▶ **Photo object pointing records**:
==============================

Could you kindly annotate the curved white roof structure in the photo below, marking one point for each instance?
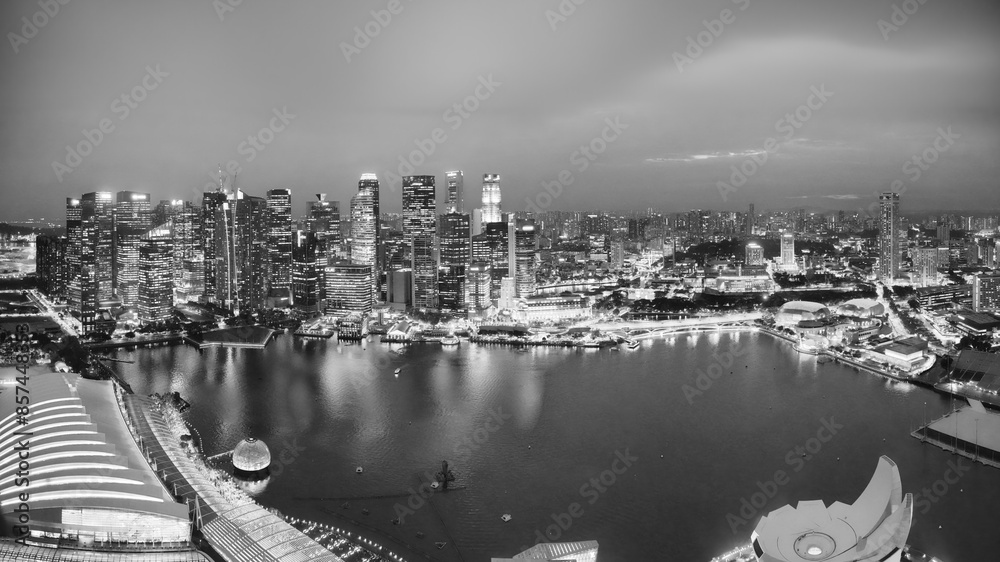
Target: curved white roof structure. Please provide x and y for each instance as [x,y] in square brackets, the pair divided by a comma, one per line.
[86,472]
[874,527]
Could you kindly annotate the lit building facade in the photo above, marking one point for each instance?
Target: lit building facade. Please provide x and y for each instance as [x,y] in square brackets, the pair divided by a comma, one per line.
[888,237]
[456,186]
[279,239]
[419,228]
[525,241]
[132,219]
[788,251]
[986,293]
[348,289]
[156,282]
[364,224]
[51,266]
[491,199]
[306,259]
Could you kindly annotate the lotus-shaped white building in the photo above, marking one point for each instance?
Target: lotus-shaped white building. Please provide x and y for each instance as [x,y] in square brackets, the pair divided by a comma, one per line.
[873,528]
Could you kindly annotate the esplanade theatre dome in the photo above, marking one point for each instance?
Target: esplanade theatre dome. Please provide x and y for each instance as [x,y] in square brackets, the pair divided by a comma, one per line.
[793,312]
[251,456]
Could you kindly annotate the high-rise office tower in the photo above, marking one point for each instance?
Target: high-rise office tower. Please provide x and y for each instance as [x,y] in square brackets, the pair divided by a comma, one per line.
[754,254]
[456,183]
[479,286]
[364,225]
[501,255]
[926,262]
[525,240]
[211,208]
[240,252]
[98,217]
[51,265]
[370,183]
[156,283]
[888,238]
[348,289]
[305,275]
[419,217]
[456,248]
[324,221]
[279,239]
[787,250]
[491,199]
[74,248]
[133,217]
[986,293]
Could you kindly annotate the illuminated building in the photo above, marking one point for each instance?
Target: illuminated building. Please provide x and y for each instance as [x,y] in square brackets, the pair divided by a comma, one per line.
[479,285]
[986,293]
[888,237]
[91,486]
[524,242]
[51,265]
[156,282]
[456,248]
[251,458]
[926,262]
[754,254]
[788,251]
[305,271]
[491,199]
[874,527]
[74,249]
[364,224]
[456,182]
[419,218]
[348,289]
[279,239]
[132,219]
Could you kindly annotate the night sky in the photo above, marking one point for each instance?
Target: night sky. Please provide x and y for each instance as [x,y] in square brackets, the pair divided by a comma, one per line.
[210,75]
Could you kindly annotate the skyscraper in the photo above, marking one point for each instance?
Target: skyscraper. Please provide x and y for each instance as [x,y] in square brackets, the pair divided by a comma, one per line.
[491,199]
[787,250]
[754,254]
[455,255]
[456,182]
[50,265]
[888,241]
[524,257]
[74,249]
[348,289]
[98,211]
[132,219]
[156,284]
[305,274]
[370,183]
[279,238]
[419,217]
[364,224]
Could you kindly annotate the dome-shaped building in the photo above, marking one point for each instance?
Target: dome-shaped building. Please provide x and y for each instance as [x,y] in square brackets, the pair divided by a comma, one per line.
[796,311]
[251,458]
[861,308]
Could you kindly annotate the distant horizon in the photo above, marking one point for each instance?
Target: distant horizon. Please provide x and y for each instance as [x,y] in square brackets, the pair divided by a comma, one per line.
[578,105]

==============================

▶ **REQUIREMENT**: Reproduce the material starting at the line containing "Could you kindly annotate the illuminated" and ending at the end of the material, both included. Increase every coordinate in the answer points by 89 and leave all other text unchanged.

▶ **SOLUTION TO THIS PROBLEM**:
Could you kindly annotate the illuminated building in the photo above, marking one point for each instance?
Target: illuminated building. Please provide x and y for each instance as [x,y] in square brackets, the pair divided by a comma, one per line.
[568,374]
[1075,382]
[977,326]
[180,575]
[613,331]
[140,354]
[245,371]
[545,337]
[340,547]
[1015,351]
[843,343]
[877,340]
[394,360]
[580,288]
[963,616]
[163,338]
[453,313]
[545,271]
[508,307]
[437,378]
[368,328]
[221,308]
Could you kindly annotate the night sky in the photo above, marking one point for each instance?
Target: night sky. Please provide x and y for each instance as [x,y] in square brackets, the pair divided by a comma, one per line.
[299,164]
Could you kindly annotate the skyscraper in the photo above, marking one point for each instance?
Target: skyscraper. Please provide x and y for each instance as [x,y] in square brackets, the pair divided by a comma, one per line.
[580,288]
[876,339]
[843,343]
[544,344]
[545,271]
[139,354]
[977,330]
[613,346]
[163,338]
[437,378]
[187,300]
[221,308]
[245,373]
[394,363]
[459,272]
[368,327]
[508,306]
[453,313]
Could you kindly annotate the dome-shaped building in the photo above, marking one point for each instance?
Target: dome-shaped building. Please provide x and y for each instance as [x,y] in square brackets, the pair divided by a comma, one per line.
[885,400]
[340,547]
[950,397]
Could you kindly annotate the distant horizon in the photo above, marking one point for each instance?
Target: distant horizon. Please provide x and y for each instance as [x,y] in square brackets, the pair divided by a comma, one per line.
[667,194]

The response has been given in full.